Tekstfragment:
Erflaatster is in 2013 overleden. X (belanghebbende) is haar enig kind en enig erfgenaam.
Eerder, in 2011, was de moeder van erflaatster en oma van X overleden. Erflaatster was voor een zevende deel gerechtigd tot de nalatenschap van oma. Tevens was zij legataris. Ten tijde van het overlijden van erflaatster was de nalatenschap van oma nog niet verdeeld.
De aangifte erfbelasting inzake de nalatenschap van oma is ingediend op 15 april 2013.
Op 3 september 2014 heeft X aangifte erfbelasting gedaan in verband met het overlijden van erflaatster. Hierin is niet vermeld dat erflaatster een aandeel had in de onverdeelde nalatenschap van oma en recht had op een legaat. De aanslag erfbelasting inzake de nalatenschap van erflaatster is op 16 december 2014 opgelegd aan X conform de ingediende aangifte.
De aanslag erfbelasting ter zake van de verkrijging uit de nalatenschap van oma is aan de erven van oma opgelegd met dagtekening 19 januari 2016.
De Inspecteur heeft later aangekondigd dat hij aan X een navorderingsaanslag zal opleggen in verband met het aandeel van erflaatster in de onverdeelde nalatenschap van oma en het van oma verkregen legaat.
Voor zover in cassatie nog van belang, was voor Hof Den Bosch in geschil of de Inspecteur beschikt over een nieuw feit dat navordering rechtvaardigt. Het Hof heeft deze vraag bevestigend beantwoord. Volgens het Hof bestond voor de Inspecteur geen aanleiding het dossier van de nalatenschap van oma te raadplegen waaruit bleek dat erflaatster recht had op een onverdeeld aandeel in de nalatenschap van oma.

Vragen en opdrachten:
(1) Leg uit waarom het Hof volgens het tekstfragment over de erfbelasting oordeelde dat de Inspecteur over een nieuw feit beschikte. Gebruik één tot drie zinnen.
(2) Beantwoord de volgende vragen over het tekstfragment over de erfbelasting:
(a) Voor welk deel was erflaatster gerechtigd tot de nalatenschap van oma?
(b) Op welke datum deed X aangifte erfbelasting in verband met het overlijden van erflaatster?
(c) Welke dagtekening had de aanslag erfbelasting die aan de erven van oma werd opgelegd?
(3) Schrijf het tekstfragment over de erfbelasting verder, aansluitend op de laatste zin.

Aangeleverde gegevens:
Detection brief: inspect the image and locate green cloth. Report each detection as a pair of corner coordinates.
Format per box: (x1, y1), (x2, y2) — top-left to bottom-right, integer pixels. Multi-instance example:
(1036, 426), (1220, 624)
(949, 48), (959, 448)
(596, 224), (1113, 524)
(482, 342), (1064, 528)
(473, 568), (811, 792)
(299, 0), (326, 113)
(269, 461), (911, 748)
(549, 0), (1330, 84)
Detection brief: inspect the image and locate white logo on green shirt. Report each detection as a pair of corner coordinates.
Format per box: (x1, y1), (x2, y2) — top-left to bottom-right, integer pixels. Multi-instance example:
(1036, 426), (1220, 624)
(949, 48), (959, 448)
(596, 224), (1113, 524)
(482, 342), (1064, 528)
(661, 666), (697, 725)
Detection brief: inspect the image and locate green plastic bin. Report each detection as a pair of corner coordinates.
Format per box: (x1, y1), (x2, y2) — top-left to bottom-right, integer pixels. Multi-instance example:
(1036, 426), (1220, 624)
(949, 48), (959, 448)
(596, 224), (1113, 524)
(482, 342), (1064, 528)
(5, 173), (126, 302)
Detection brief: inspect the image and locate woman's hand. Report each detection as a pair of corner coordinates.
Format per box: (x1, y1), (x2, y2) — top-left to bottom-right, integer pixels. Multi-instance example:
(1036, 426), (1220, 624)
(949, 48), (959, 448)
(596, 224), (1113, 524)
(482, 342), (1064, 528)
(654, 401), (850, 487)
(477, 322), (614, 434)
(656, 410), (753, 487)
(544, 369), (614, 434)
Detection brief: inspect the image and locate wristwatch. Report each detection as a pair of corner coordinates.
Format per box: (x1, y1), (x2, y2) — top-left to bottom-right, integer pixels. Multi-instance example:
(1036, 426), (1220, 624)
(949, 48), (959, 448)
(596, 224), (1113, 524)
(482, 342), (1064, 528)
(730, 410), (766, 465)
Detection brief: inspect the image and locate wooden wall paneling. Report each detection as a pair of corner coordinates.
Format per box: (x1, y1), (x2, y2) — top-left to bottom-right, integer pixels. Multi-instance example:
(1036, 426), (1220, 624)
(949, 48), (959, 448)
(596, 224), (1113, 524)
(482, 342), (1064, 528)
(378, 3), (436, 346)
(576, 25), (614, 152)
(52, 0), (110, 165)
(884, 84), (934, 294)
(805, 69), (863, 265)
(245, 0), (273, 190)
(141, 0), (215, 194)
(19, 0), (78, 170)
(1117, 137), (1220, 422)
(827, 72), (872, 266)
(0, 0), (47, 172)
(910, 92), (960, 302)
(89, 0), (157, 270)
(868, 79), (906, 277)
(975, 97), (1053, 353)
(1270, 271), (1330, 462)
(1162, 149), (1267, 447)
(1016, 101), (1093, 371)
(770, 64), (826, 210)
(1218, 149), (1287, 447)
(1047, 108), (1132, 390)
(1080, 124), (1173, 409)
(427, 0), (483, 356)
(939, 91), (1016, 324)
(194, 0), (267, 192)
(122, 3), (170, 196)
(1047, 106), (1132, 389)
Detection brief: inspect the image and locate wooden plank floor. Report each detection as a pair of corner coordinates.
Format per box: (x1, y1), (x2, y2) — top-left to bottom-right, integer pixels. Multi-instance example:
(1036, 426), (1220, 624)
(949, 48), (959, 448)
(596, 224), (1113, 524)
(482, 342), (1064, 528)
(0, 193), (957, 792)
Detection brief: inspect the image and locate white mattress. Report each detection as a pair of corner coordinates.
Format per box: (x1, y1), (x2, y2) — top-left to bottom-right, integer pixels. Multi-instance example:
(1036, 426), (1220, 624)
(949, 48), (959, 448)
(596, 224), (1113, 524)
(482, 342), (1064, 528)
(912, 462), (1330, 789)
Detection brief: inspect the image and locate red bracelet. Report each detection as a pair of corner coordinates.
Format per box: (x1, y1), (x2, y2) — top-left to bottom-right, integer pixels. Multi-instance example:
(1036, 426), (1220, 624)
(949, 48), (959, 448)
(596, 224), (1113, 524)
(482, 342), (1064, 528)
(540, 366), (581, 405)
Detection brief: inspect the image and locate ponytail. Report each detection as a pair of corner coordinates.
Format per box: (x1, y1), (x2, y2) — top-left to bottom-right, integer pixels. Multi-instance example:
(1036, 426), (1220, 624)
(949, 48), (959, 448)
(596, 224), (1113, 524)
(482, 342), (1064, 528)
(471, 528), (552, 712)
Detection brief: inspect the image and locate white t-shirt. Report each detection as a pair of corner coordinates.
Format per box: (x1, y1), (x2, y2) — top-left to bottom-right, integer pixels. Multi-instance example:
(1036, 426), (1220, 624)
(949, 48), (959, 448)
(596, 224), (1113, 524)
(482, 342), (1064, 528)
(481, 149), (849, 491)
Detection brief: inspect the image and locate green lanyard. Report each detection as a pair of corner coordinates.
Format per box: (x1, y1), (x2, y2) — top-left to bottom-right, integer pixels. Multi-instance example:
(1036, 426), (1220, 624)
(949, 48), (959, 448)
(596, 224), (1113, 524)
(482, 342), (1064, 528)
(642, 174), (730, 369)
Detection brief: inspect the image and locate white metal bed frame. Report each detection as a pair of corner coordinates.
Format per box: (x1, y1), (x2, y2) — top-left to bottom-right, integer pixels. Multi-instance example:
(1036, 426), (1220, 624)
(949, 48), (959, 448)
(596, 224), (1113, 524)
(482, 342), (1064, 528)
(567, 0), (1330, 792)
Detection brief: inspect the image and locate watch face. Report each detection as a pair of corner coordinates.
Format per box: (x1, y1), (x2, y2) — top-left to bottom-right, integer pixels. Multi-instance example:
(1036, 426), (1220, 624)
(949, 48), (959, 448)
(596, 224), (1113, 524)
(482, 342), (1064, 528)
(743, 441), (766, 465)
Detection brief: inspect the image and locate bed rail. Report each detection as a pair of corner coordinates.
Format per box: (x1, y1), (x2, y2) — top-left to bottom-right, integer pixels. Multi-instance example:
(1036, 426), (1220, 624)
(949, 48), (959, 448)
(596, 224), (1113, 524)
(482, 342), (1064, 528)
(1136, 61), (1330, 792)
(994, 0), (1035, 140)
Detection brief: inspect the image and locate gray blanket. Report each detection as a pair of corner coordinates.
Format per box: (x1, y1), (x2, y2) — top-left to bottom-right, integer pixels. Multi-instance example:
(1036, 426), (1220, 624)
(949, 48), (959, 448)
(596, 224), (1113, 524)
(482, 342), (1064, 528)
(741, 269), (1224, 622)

Antwoorden:
(1) Volgens het Hof had de Inspecteur geen aanleiding om het dossier van de nalatenschap van oma te raadplegen. Uit dat dossier bleek dat erflaatster recht had op een onverdeeld aandeel in die nalatenschap. Het Hof beantwoordde de vraag of er een nieuw feit was dat navordering rechtvaardigt daarom bevestigend.

(2)
(a) Voor een zevende deel.
(b) Op 3 september 2014.
(c) 19 januari 2016.

(3)
X heeft tegen dit oordeel cassatieberoep ingesteld, maar de Hoge Raad verklaart dat ongegrond. Het Hof is er terecht van uitgegaan dat de Inspecteur bij het beoordelen van de aangifte erfbelasting ter zake van de nalatenschap van erflaatster en het opleggen van de aanslag in beginsel kon volstaan met het raadplegen van het ter zake van het overlijden van erflaatster aangelegde dossier. Anders dan X betoogt, bestaat voor de heffing van erfbelasting in zoverre geen ruimere onderzoeksplicht dan voor de heffing van inkomstenbelasting. De Hoge Raad verwijst hierbij onder meer naar het arrest van de Hoge Raad van 27 oktober 2023 (21/02394, ECLI:NL:HR:2023:1343).
Arrest in de zaak van X (hierna: belanghebbende) tegen de Staatssecretaris van Financiën op het beroep in cassatie tegen de uitspraak van het Gerechtshof ‘s-Hertogenbosch van 11 augustus 2022, nr. BKDH-21/00371, op het hoger beroep van belanghebbende tegen een uitspraak van de Rechtbank Zeeland-West-Brabant (nr. BRE20/5092) betreffende een navorderingsaanslag in de erfbelasting en de daarbij gegeven beschikking inzake belastingrente.
1. Geding in cassatie
Belanghebbende, vertegenwoordigd door Y.E.J. Geradts, heeft tegen de uitspraak van het Hof beroep in cassatie ingesteld. Het beroepschrift in cassatie is aan dit arrest gehecht en maakt daarvan deel uit.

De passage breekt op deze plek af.